# Exercise instructions:
Among the entries below, tally the lines that include "captured", and give the number alone.
(Working data Opens)
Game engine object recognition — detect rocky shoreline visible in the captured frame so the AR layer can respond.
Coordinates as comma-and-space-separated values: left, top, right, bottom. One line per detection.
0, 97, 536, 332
(Working data Closes)
(Working data Opens)
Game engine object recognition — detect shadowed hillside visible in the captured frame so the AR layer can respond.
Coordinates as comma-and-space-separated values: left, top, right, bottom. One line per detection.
(Working data Closes)
# Result:
2